#### Task
Lines from the one containing "Reviewer note: every instance of the round" through the end of the data are to be returned exactly, and no others.

(Records from a collection)
....

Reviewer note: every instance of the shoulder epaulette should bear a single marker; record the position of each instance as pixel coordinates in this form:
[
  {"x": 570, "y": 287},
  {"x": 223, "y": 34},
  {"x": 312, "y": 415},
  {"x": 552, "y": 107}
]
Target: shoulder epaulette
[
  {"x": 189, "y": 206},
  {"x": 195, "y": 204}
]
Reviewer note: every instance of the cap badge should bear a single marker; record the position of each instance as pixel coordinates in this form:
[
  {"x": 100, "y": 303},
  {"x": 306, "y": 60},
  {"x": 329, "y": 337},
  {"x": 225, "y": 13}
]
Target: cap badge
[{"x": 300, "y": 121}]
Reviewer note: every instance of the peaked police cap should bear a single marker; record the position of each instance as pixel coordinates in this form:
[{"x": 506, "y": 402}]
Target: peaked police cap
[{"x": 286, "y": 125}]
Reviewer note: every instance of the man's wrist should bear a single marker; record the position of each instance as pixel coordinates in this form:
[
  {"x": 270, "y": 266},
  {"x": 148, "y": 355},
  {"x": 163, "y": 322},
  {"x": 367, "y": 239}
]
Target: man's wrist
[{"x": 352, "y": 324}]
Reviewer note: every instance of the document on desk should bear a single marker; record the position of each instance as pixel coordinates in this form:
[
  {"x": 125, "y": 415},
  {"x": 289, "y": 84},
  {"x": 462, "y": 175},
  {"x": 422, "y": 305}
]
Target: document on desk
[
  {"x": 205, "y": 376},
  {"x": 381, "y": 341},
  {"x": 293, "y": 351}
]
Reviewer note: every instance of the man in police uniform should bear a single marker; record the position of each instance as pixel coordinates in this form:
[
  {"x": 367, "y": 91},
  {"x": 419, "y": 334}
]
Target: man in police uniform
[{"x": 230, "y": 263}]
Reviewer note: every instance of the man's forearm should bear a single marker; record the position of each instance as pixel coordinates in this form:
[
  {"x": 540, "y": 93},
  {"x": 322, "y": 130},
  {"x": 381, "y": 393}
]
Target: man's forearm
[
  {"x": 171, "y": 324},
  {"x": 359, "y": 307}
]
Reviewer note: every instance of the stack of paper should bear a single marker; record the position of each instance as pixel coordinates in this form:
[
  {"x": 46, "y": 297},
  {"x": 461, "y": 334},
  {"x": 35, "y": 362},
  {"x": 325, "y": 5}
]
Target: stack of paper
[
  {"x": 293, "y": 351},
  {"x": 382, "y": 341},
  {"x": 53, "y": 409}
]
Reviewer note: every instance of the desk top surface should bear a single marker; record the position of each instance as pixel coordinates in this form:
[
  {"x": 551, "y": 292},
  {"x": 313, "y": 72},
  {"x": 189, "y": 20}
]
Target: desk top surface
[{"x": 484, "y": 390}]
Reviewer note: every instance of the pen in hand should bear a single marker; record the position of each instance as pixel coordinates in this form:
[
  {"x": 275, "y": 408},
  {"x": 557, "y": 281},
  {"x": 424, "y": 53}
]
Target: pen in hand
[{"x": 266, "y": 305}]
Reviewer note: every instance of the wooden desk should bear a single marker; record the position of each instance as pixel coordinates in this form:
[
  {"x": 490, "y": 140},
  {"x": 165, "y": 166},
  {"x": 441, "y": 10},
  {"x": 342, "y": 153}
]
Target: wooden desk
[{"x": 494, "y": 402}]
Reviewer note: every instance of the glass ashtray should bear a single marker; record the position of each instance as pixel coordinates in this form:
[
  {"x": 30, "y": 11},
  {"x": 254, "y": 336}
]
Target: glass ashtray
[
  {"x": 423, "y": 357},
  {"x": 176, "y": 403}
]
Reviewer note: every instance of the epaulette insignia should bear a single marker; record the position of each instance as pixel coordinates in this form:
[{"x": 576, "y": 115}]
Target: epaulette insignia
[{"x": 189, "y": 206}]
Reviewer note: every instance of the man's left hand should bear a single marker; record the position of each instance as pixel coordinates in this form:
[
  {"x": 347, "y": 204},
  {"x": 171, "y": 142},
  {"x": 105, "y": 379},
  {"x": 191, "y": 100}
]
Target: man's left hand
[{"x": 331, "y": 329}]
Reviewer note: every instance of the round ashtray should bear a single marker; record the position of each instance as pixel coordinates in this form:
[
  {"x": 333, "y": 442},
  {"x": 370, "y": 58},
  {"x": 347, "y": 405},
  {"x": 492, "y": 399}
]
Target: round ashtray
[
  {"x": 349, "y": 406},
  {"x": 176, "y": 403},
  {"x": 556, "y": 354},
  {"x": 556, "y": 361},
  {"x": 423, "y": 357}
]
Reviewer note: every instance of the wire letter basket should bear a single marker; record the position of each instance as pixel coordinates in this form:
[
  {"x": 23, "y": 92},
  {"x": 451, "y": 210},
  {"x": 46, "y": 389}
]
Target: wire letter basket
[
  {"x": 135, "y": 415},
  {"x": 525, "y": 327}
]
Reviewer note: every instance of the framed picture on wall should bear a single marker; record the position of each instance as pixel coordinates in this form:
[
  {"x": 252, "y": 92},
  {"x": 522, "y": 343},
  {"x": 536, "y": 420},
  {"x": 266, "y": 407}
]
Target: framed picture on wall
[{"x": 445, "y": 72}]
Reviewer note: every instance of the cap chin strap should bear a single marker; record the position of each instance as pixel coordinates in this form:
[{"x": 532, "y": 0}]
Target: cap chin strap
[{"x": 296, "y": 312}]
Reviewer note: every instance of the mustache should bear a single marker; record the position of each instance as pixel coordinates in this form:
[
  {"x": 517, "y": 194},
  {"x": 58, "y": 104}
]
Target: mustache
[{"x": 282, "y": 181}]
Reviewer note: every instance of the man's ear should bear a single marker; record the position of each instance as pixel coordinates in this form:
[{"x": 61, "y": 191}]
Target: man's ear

....

#### Task result
Reviewer note: every instance of the round ashtray should bear a single marker; record the position of each instance as pixel coordinates in this form:
[
  {"x": 333, "y": 442},
  {"x": 370, "y": 58},
  {"x": 347, "y": 405},
  {"x": 492, "y": 399}
]
Target: round ashtray
[
  {"x": 349, "y": 406},
  {"x": 176, "y": 403},
  {"x": 556, "y": 354},
  {"x": 556, "y": 361},
  {"x": 423, "y": 357}
]
Reviewer note: every instance of the wire letter basket should bear a single marker; record the position of each instance as pixel coordinates in this form:
[
  {"x": 23, "y": 92},
  {"x": 451, "y": 210},
  {"x": 46, "y": 389}
]
Target: wire letter basket
[
  {"x": 135, "y": 415},
  {"x": 525, "y": 327}
]
Reviewer note: every instance of the framed picture on wall should bear a single marker; record the position of each instance as pixel coordinates in this form:
[
  {"x": 252, "y": 92},
  {"x": 522, "y": 343},
  {"x": 536, "y": 420},
  {"x": 266, "y": 407}
]
Target: framed picture on wall
[{"x": 445, "y": 72}]
Reviewer note: every instance of the cap chin strap should bear a single marker; record the position of each instance as pixel coordinates in this form:
[{"x": 532, "y": 0}]
Target: cap chin strap
[{"x": 296, "y": 312}]
Reviewer note: every instance of the mustache should bear a single marker; record the position of each instance as pixel coordinates in this form:
[
  {"x": 517, "y": 194},
  {"x": 58, "y": 104}
]
Target: mustache
[{"x": 282, "y": 181}]
Reviewer note: every instance of the man's ear should bear a single marker; record the position of each instance as pixel coordinates in this form:
[{"x": 61, "y": 191}]
Target: man's ear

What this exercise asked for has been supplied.